Stored data entries:
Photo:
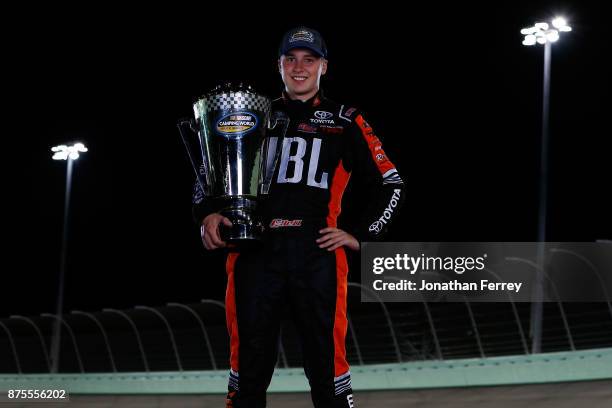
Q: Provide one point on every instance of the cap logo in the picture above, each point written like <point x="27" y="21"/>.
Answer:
<point x="302" y="35"/>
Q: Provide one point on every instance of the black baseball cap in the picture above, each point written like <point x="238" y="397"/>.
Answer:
<point x="303" y="37"/>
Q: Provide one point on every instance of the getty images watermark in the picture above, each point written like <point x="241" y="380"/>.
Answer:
<point x="486" y="271"/>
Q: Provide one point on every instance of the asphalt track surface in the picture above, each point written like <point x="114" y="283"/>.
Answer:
<point x="591" y="394"/>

Instructions for the task:
Your reply is the full set of entries reproduced exactly, with images omitted.

Final answer:
Photo:
Q: Provide one point on every instance of the cap logo in the picture above, each point written like <point x="27" y="21"/>.
Answer:
<point x="302" y="35"/>
Q: Provide one point on every instance of the black baseball cap in the picture above, each point written like <point x="238" y="397"/>.
Answer:
<point x="303" y="37"/>
Q: Provide one point on every instance of the getty images watermark in the picture above, each point written like <point x="241" y="380"/>.
Answer:
<point x="486" y="271"/>
Q: Provide one point on every instance of the asphalt track surface in the picture above, each point written like <point x="114" y="283"/>.
Answer:
<point x="591" y="394"/>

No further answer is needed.